» DOCUMENT EXTRACT:
Content starts

Instead, the Women’s March leaned into the differences and difficulties, in hopes of bringing into the open the hard conversations some feminists have long avoided. As Rebecca Traister wrote this week, “The painful reflections and calls to responsibility were meant to bring anger to the surface as part of the process of marching together, rather than allowing that anger to fester and separate a group that could, united, wield power.” What many outsiders have heard as evidence of a fractured, infighting movement were, in fact, the sounds of communities confronting fissures that already exist.

Even so, the organization’s decision to elevate four particular women—at least one of whom is loath to disavow men who are garbage—as the faces of the movement was a bad one. The future of feminism is decentralized and non-hierarchical, with none of the march’s aggressive, ubiquitous branding. It cannot and will not rest on personality and aesthetics; neither should it be subject to the whims of ego or personal soft spots for people with bad politics.

Content ends

» PROMPT 1:
Answer these questions about the Women's March passage above, each in a few words.
(a) Who wrote that painful reflections were meant to bring anger to the surface?
(b) How many women did the organization elevate as the faces of the movement?
(c) What two words does the passage use to describe the future of feminism?
» PROMPT 2: Summarize the Women's March passage above in two sentences.
» PROMPT 3:
State whether each statement agrees with the Women's March passage above, answering yes or no and quoting the words from the passage that decide it.
(a) The march tried to keep hard conversations out of view.
(b) The passage calls the decision to elevate four particular women a bad one.
(c) The passage says the future of feminism should rely on the march's branding.

» STORED DATA:
Content starts

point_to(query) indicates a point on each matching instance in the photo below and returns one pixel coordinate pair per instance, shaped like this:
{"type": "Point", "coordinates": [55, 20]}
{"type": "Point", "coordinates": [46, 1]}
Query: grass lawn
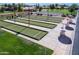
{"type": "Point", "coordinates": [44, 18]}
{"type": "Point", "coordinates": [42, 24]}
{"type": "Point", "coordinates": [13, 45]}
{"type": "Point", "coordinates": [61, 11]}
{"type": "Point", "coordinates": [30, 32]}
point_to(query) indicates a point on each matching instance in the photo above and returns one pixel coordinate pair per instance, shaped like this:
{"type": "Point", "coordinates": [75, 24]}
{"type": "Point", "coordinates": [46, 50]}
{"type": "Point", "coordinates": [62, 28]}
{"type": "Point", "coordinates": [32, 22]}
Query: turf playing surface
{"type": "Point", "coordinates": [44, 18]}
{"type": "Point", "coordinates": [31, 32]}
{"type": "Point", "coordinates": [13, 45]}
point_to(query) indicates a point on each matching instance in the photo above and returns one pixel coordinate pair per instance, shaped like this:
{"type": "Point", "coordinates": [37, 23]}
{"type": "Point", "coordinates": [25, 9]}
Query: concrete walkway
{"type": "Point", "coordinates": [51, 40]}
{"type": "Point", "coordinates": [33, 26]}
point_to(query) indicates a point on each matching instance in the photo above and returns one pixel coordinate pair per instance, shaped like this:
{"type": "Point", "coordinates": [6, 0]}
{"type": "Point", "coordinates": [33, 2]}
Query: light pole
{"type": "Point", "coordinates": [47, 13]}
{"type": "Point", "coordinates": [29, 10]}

Content ends
Content starts

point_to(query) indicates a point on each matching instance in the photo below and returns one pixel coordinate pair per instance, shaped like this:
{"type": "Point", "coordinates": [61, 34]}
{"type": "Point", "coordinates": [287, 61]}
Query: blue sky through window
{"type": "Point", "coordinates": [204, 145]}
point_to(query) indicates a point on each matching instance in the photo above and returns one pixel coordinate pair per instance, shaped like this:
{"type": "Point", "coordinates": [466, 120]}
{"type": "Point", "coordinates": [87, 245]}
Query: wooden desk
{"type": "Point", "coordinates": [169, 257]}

Content ends
Content starts

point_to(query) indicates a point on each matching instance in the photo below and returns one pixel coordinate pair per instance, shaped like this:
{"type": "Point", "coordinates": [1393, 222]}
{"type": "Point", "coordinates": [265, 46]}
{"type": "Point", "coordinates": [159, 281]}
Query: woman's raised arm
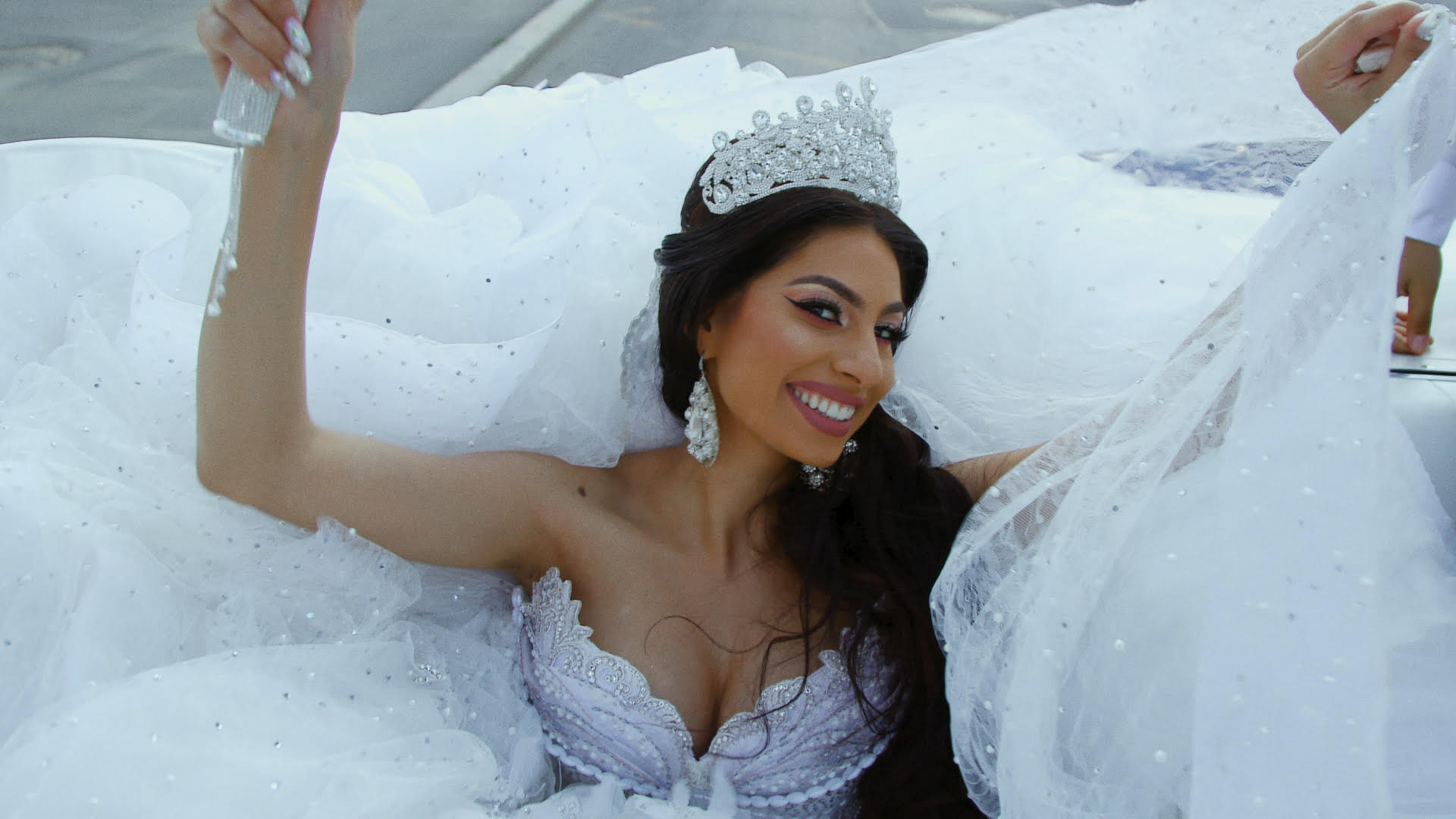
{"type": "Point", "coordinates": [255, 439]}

Content ends

» EXERCISE OUTPUT 1:
(a) Rebecca Traister
(b) Four
(c) Decentralized and non-hierarchical

» EXERCISE OUTPUT 2: The Women's March leaned into its differences to bring long-avoided hard conversations into the open, and what outsiders heard as infighting was communities confronting fissures that already exist. Even so, elevating four particular women as the faces of the movement was a bad decision, because the future of feminism is decentralized and non-hierarchical and cannot rest on personality and aesthetics.

» EXERCISE OUTPUT 3:
(a) No: "in hopes of bringing into the open the hard conversations some feminists have long avoided"
(b) Yes: "the organization’s decision to elevate four particular women—at least one of whom is loath to disavow men who are garbage—as the faces of the movement was a bad one"
(c) No: "with none of the march’s aggressive, ubiquitous branding"